WHAT YOU HAVE TO DO: Return the data word for word. Pictures are to be omitted.

____ TASK MATERIAL

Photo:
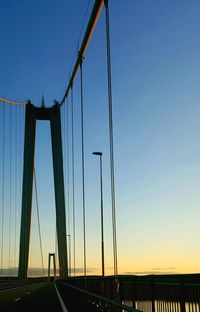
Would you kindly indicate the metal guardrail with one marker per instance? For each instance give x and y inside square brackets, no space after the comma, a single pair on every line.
[178,293]
[11,284]
[7,283]
[101,303]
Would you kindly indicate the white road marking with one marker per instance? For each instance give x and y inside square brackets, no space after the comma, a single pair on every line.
[61,301]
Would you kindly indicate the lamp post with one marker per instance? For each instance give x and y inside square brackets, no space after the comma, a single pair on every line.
[102,232]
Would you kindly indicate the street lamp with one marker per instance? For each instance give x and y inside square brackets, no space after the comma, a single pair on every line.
[101,185]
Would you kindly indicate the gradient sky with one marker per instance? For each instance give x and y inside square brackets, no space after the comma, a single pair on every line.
[155,52]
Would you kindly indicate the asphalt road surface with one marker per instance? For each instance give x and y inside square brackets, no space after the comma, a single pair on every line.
[44,297]
[36,297]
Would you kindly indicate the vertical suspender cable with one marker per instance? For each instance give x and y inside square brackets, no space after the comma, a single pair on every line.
[3,186]
[111,138]
[68,201]
[15,168]
[83,169]
[10,190]
[38,219]
[73,193]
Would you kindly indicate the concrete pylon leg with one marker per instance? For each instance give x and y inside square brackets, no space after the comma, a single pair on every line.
[29,148]
[59,190]
[52,114]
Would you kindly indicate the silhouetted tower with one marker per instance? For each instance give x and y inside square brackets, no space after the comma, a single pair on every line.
[53,115]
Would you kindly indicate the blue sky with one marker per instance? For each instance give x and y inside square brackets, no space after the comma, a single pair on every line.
[155,69]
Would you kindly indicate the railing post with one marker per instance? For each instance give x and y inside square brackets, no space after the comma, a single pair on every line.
[182,296]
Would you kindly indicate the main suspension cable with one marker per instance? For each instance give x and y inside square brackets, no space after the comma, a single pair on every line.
[83,169]
[111,138]
[13,102]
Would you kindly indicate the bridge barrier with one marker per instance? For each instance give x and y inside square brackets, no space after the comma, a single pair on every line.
[172,293]
[96,302]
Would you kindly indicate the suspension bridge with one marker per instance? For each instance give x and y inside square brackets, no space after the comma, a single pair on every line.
[62,285]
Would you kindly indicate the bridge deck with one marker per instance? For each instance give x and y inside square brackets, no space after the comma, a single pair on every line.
[42,296]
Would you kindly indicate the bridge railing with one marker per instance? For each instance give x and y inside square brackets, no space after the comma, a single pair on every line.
[177,293]
[97,302]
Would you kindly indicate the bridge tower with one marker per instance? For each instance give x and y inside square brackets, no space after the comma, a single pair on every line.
[32,115]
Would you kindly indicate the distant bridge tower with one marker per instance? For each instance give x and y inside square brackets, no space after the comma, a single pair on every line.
[53,115]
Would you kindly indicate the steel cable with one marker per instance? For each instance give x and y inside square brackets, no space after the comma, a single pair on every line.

________

TASK SOLUTION:
Photo:
Would you kindly indicate the metal guardrail with one marker per instance? For each instance give x and y inside square brackets, no space after the comma, a single pair on every line.
[178,293]
[11,284]
[7,283]
[101,303]
Would you kindly indicate the white road marking with one marker per instance? For each instance give x and y inside square brackets, no space after the comma, a single pair on every line.
[61,301]
Would you kindly indicate the lamp post with one marker per instance? For each instance give x and y inside square brackets, no space after the comma, a single pair on every line.
[102,232]
Would you kindly indicate the street lamp with one marker per instance? For each instance give x and y inside square brackets, no space after the comma, a single pair on every line.
[101,185]
Would you kindly indicate the gradient sky with one marker per instance? For each instance give x and y inside square brackets, no space after the comma, a single pair on every line.
[155,52]
Would you kindly indicate the asphalt road surface with one marker per instance? For each instance give x and y inside square brackets, no space after the comma, a single pair on every line.
[44,297]
[36,297]
Would you kindly indicate the vertical suspender cable with one marker per instance? For each instance give x and y inside square brackets, no space after the comma, a single pair on every line.
[3,186]
[111,138]
[68,201]
[15,168]
[83,169]
[10,190]
[38,219]
[73,193]
Would you kindly indicate the concrete pylon leg with one marker per instance? For each instance give x and y inside square brackets, no space after the comma, a single pair on every line.
[29,148]
[59,190]
[52,114]
Would you kindly indicate the silhouetted tower with one marker per instance? For each instance give x and y inside square brackets, no space after the comma, a single pair on every line.
[53,115]
Would you kindly indicate the blue sky with one marker per instance? For each instance give x and y inside square brackets, no space after the comma, a single pair on every line.
[155,69]
Would you kindly indicate the railing post with one marker per instance? For each instance give x and y inside square brackets, no space after the comma, a single pair on every line.
[182,296]
Would you kindly indicate the main suspension cable with one marker per instance? For each instance give x and y inside square brackets, no space after the comma, a single pair on every line.
[83,169]
[111,138]
[13,102]
Would you kindly indicate the bridge barrier with one marker per instance? For each instance give x and y inside square brackets, no space after the comma, a single pair on every line.
[172,293]
[96,302]
Would you kindly indicate the suspension bridge with one marker per instance? For each instance give x and y inside square brackets, no space after the comma, a single pair on every line.
[62,285]
Would you kindly indicate the bridge deck with one marker per instance? For each instance give x and y inside square brackets, no space after the comma, a single pair on every line.
[42,296]
Would you kindly indicate the bridge railing with one marker per instance? For each instance give x and y inside square brackets, no space after the comma, a single pair on every line.
[177,293]
[97,302]
Would you kindly indicate the bridge tower with one marker per instance? For each instance give x and y inside square brackets, no space after the comma, a single pair on every line.
[32,115]
Would you kindly indicate the distant bridge tower with one marker per instance? For each instance give x and y inside square brackets, no space after the comma, a single pair on every line.
[53,115]
Would you kindly indicate the steel cable with one marker per instance? For each instance give x and y inside square brackets, no space after the comma, a single pair on every line.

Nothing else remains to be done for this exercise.